Reproduce the records that follow exactly as they are written.

*** Opening Provided entries ***

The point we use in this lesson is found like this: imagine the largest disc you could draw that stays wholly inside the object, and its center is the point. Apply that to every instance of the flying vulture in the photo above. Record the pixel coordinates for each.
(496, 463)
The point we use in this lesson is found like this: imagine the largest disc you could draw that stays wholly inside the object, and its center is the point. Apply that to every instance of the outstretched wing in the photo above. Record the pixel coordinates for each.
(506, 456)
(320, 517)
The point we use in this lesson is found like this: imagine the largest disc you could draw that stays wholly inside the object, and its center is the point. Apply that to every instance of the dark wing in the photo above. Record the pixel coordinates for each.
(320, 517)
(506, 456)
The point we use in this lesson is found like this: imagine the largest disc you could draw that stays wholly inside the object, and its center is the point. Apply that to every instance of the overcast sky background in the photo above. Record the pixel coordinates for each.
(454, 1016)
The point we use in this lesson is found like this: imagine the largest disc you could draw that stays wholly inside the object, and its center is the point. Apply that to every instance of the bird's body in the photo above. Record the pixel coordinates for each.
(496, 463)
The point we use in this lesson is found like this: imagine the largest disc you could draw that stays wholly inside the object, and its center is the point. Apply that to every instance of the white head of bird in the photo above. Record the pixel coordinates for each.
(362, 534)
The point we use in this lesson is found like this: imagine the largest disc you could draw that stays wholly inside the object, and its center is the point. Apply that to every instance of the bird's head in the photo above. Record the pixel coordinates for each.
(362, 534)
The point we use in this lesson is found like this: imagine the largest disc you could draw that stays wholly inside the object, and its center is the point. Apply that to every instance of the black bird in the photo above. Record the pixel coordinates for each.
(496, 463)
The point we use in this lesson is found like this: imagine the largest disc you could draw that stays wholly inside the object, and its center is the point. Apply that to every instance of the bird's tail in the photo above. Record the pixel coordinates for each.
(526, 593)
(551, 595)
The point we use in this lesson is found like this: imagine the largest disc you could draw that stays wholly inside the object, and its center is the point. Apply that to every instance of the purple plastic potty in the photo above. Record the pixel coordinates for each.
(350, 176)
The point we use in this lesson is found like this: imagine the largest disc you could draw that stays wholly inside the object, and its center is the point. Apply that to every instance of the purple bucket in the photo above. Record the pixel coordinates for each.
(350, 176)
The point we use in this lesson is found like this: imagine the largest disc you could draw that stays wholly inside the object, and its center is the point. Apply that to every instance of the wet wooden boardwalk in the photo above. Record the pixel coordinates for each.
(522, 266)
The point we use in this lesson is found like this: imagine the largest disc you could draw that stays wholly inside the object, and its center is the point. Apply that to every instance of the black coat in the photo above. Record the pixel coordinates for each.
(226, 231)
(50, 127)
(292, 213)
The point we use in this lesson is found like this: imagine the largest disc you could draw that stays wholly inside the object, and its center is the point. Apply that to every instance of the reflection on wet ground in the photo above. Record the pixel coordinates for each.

*** Closing Provided entries ***

— Finished task —
The point we use in this lesson is found like this: imagine the largest disc you could draw that stays wholly inside the object, and its center is the point. Apply that to every instance of the flying vulture in the photo above. Record the pixel coordinates for each.
(496, 463)
The point we use in this lesson is found like this: imagine the largest disc you could draw that stays wholly inside the object, and its center is the point. Apply that to every instance of the outstretched wing in the photo above. Record the pixel coordinates for each.
(506, 456)
(320, 517)
The point we use in this lesson is found like this: imagine the largest disc you could draw that stays wholly inside the object, and its center is the point. Apply that to every instance of the dark wing in the photo above. Record the pixel coordinates for each.
(320, 517)
(506, 456)
The point we use in this lesson is found like this: imagine the largest disc you could draw that stays wholly inside the object, and its center is the point. Apply that to every instance of the overcast sky background in the photo above. Record the pixel coordinates for each.
(454, 1016)
The point we use in this lesson is found like this: imagine the largest disc you could draw that stays wholly inside the object, and its center is the point. Apply that to every instance of the bird's body in the photo above. Record the pixel coordinates for each.
(496, 463)
The point we use in this lesson is found like this: imagine the largest disc you could draw that stays wholly inside the object, and its center is the point. Apply that to every instance of the white head of bird in the photo above. Record the pixel coordinates for each.
(362, 534)
The point we use in this lesson is found like this: imagine the largest disc you could draw that stays wholly inside the object, and its center is the point. Apply that to every instance of the bird's head in the photo above. Record the pixel coordinates for each.
(362, 534)
The point we use in this lesson is found like this: imagine the largest disc you could draw that stays wholly inside the object, and its center is the point. Apply that to every instance of the black bird in the photo above. Record the pixel coordinates for each.
(496, 463)
The point we use in this lesson is found like this: imagine the largest disc you could draw that stays wholly inside the object, and its center is the point. Apply that to every instance of the bird's tail in the photo above. Record the pixel coordinates for each.
(526, 593)
(551, 595)
The point we use in this lesson is found like this: imagine the largest disc you could draw that stays wholly inside the object, and its center is the point. Apply that to every instance of the purple plastic potty in the photo above. Record the pixel coordinates for each.
(350, 176)
The point we use in this lesson is found like this: imagine the largest disc you could draw that stays wholly inside the object, and its center is the point. Apply that to every instance of the purple bucket in the photo above. Record the pixel coordinates for each.
(350, 176)
The point we use in this lesson is found like this: imagine the largest disc you could draw that stays wholly inside the object, and its center is the point. Apply that to every instance of the wet wooden boardwalk in the photo above. Record the pixel coordinates for each.
(522, 266)
The point we use in this lesson is found like this: imagine the largest disc you could draw that stays wholly inside the object, and its center is the point. Apply that to every instance of the black coat in the photo above. Record the pixel coordinates for each.
(226, 231)
(50, 127)
(292, 213)
The point we use in this lesson is found like this: imagine the largest disc you could draw that stays wholly inside the object, and its center is the point. Apply that to every instance of the reflection on wet ground in the photo above. Record the pixel coordinates for each.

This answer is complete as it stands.